Dataset entries

▶

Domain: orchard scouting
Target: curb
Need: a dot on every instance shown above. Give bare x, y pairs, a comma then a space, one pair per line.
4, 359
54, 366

◀

TASK: Reproduce all the records above in full, requests included, multiplying every x, y coordinate in the answers by 1.05 and rounding it to a whole number, with halves rounded up.

ANSWER TO THIS TASK:
Domain: orchard scouting
Target: curb
Need: a dot on every instance shown above. Give bare x, y pairs, a comma then a space, one pair per line.
4, 377
57, 384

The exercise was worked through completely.